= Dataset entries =
┌────────
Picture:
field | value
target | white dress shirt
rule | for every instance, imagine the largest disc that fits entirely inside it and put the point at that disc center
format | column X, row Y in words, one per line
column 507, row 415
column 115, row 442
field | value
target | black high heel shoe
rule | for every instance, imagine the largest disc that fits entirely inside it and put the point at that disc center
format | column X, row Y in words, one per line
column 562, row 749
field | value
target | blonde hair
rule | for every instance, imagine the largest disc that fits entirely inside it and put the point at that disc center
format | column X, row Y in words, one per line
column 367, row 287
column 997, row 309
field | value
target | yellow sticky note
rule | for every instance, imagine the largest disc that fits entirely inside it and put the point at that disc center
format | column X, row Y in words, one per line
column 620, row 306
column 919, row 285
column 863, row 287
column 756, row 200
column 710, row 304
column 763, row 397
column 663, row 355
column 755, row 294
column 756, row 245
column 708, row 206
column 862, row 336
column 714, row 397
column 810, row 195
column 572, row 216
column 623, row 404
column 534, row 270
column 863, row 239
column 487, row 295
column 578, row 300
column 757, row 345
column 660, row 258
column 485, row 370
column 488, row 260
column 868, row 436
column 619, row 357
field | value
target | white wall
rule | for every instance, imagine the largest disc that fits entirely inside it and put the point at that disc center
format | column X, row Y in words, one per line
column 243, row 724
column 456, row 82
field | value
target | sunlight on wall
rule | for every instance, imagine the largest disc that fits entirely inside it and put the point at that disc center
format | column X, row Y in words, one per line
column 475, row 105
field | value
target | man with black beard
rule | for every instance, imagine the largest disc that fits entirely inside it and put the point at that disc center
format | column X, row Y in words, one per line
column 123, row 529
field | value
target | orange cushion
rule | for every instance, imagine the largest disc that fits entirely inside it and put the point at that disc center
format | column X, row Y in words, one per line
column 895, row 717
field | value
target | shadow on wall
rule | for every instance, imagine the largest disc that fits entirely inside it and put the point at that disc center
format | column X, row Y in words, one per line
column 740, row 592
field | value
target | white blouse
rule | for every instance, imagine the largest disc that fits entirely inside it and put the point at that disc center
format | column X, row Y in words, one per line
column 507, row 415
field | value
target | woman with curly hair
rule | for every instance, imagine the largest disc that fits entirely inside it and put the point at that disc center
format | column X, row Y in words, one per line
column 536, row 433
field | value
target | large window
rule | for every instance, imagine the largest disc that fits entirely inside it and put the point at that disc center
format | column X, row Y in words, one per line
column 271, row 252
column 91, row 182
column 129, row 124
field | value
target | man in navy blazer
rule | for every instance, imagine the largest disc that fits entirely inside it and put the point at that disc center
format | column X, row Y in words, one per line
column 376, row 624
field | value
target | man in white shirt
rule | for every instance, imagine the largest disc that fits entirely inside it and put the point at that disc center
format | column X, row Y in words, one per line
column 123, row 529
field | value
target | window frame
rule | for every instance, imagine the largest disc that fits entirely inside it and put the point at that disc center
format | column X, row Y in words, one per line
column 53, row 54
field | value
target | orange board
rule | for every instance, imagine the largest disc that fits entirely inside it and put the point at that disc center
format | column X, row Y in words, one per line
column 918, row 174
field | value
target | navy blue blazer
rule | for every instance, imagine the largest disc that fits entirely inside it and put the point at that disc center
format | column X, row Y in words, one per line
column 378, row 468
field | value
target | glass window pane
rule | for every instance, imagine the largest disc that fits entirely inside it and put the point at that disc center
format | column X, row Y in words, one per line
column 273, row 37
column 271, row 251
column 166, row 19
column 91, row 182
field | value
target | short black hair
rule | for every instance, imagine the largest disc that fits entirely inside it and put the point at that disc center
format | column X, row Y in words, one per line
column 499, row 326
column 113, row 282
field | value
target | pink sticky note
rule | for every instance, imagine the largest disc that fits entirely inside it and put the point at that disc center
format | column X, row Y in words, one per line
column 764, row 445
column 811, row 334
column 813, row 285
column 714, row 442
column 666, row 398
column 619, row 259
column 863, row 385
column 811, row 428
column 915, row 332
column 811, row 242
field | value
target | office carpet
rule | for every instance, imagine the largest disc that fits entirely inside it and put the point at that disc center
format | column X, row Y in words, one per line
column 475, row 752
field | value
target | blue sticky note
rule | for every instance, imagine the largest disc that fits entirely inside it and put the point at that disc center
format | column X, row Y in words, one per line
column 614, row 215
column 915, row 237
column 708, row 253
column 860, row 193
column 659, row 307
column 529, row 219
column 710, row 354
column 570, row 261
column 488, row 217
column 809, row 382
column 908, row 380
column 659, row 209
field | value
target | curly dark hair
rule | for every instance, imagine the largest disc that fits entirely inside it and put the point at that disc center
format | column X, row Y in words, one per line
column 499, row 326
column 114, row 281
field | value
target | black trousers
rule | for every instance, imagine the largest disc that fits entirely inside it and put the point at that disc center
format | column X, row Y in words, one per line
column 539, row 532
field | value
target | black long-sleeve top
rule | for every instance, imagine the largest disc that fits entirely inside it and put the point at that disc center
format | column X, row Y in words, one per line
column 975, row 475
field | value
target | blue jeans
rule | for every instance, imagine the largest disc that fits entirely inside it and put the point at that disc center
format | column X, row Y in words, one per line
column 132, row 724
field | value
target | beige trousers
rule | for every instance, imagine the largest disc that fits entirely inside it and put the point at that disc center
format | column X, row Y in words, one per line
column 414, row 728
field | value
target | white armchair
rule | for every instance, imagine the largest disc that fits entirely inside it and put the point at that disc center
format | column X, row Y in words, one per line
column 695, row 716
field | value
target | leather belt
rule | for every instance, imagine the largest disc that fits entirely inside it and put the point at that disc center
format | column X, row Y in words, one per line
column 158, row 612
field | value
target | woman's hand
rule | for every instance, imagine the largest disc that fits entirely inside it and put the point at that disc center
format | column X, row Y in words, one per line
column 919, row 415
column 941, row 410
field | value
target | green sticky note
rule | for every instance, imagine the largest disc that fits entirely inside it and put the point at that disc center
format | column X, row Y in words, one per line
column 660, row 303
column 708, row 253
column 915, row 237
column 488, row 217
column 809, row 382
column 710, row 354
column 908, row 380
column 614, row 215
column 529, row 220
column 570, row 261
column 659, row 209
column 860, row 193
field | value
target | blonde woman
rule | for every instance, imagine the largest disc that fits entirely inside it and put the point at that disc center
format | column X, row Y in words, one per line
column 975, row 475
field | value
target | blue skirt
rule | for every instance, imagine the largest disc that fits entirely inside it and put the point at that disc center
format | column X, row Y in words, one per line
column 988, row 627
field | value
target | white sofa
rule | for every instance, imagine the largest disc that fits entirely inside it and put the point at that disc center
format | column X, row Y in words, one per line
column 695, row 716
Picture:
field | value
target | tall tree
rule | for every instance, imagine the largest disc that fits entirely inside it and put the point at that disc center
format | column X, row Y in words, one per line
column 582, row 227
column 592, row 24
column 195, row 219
└────────
= Assigned task =
Each line above that has the word "blue" should be copied.

= Exercise answer =
target | navy blue blazer
target | blue sticky note
target | blue jeans
target | blue skirt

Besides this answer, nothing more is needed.